- **Source text**:
Common Dementia Drug Improves Balance in Parkinson's

A commonly prescribed dementia drug, known as rivastigmine, has been found to significantly improve balance and reduce falls in patients with Parkinson’s disease, according to new research published in the journal The Lancet Neurology.

“With the degeneration of dopamine-producing nerve cells, people with Parkinson’s often have issues with unsteadiness when walking. As part of the condition, they also have lower levels of acetylcholine, a chemical which helps us to concentrate — making it extremely difficult to pay attention to walking,” said Dr. Emily Henderson, research fellow at Parkinson’s UK and lead researcher of the study at the University of Bristol.

The findings show that patients with Parkinson’s who were given the oral drug rivastigmine were 45 percent less likely to fall and were considerably steadier while walking, compared to those on placebo.

“Things that may be simple to us, such as walking upstairs or getting up in the middle of the night to get a glass of water, or go to the toilet, are much harder and more dangerous when you could easily fall. You risk breaking bones and then needing an emergency hospital admission,” said Dr. Arthur Roach, Director of Research at Parkinson’s UK.

For the study, a research team at the University of Bristol studied 130 people with Parkinson’s who had fallen in the past year. Half of the group were given rivastigmine capsules and the other half a placebo for a period of eight months.

“We already know that rivastigmine works to treat dementia by preventing the breakdown of acetylcholine, however our study shows for the first time that it can also improve regularity of walking, speed, and balance. This is a real breakthrough in reducing the risk of falls for people with Parkinson’s,” said Henderson.

Parkinson’s affects approximately seven million people worldwide. It is estimated that about 70 percent of people with Parkinson’s will fall at least once a year, with over one-third experiencing repeated falls, resulting in fractures, broken bones, and hospital admissions.

“People affected by Parkinson’s, their carers, and health and social care professionals have said that preventing falls and improving balance is the biggest unmet need for people living with the condition, other than finding a cure,” said Roach.

“This trial shows that there may be drugs already available, being used for other purposes, that can be tested to help treat Parkinson’s. This takes us a step closer to improving the quality of life and finding better treatments for people with Parkinson’s.”

- **Task 1**: Can you sum up the rivastigmine article in two sentences?
- **Task 2**: What does the rivastigmine article give as the reason people with Parkinson's find it extremely difficult to pay attention to walking?
Nothing in the listing matters here.

- **Provided material**:
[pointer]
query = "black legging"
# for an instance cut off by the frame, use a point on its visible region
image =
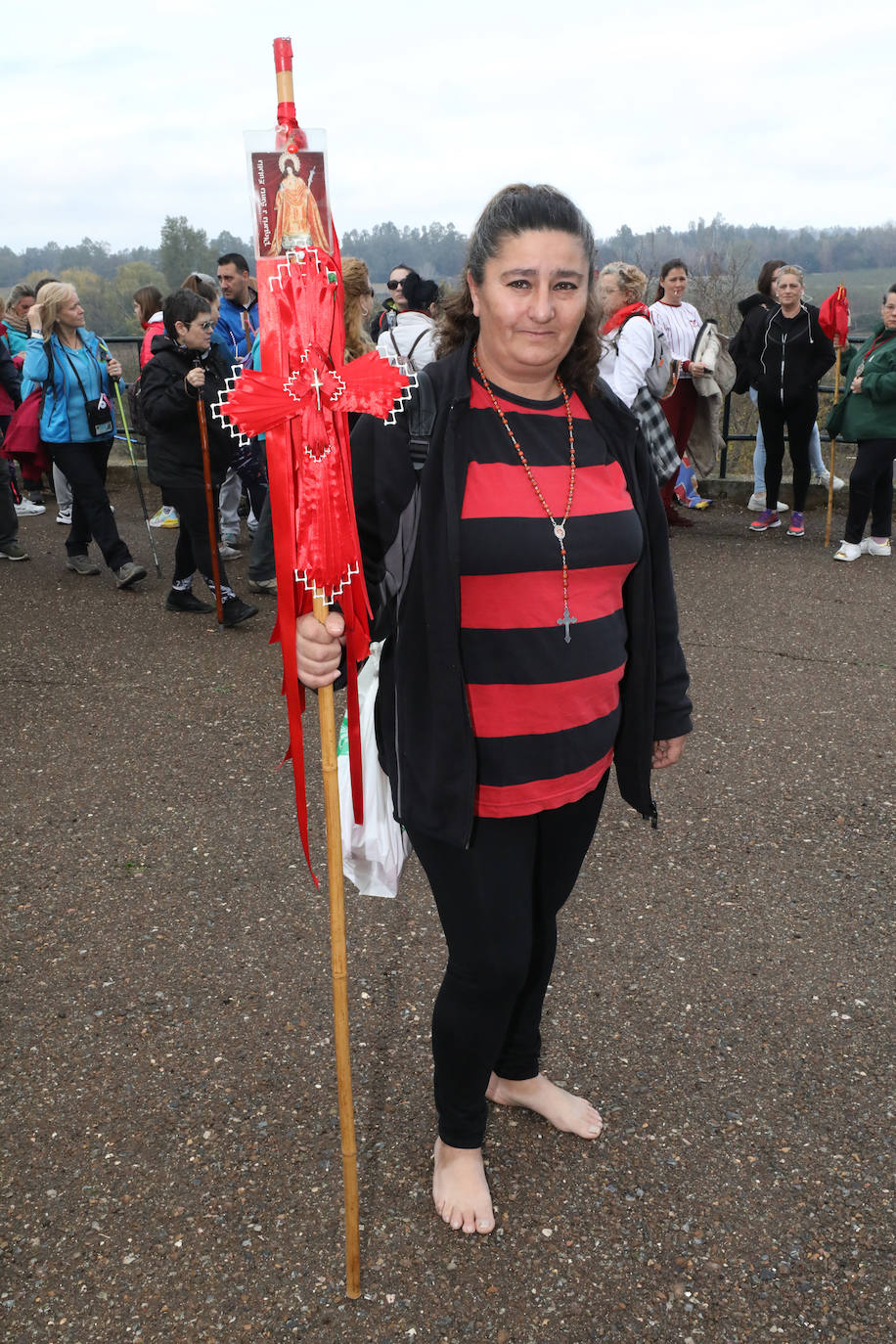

- **Task solution 1**: A University of Bristol trial of 130 people with Parkinson's who had fallen in the past year found that those given the dementia drug rivastigmine for eight months were 45 percent less likely to fall and walked more steadily than those on placebo. Researchers call this a breakthrough in reducing falls and say that drugs already used for other purposes may be tested to help treat Parkinson's.

- **Task solution 2**: As part of the condition, they have lower levels of acetylcholine, a chemical that helps people concentrate.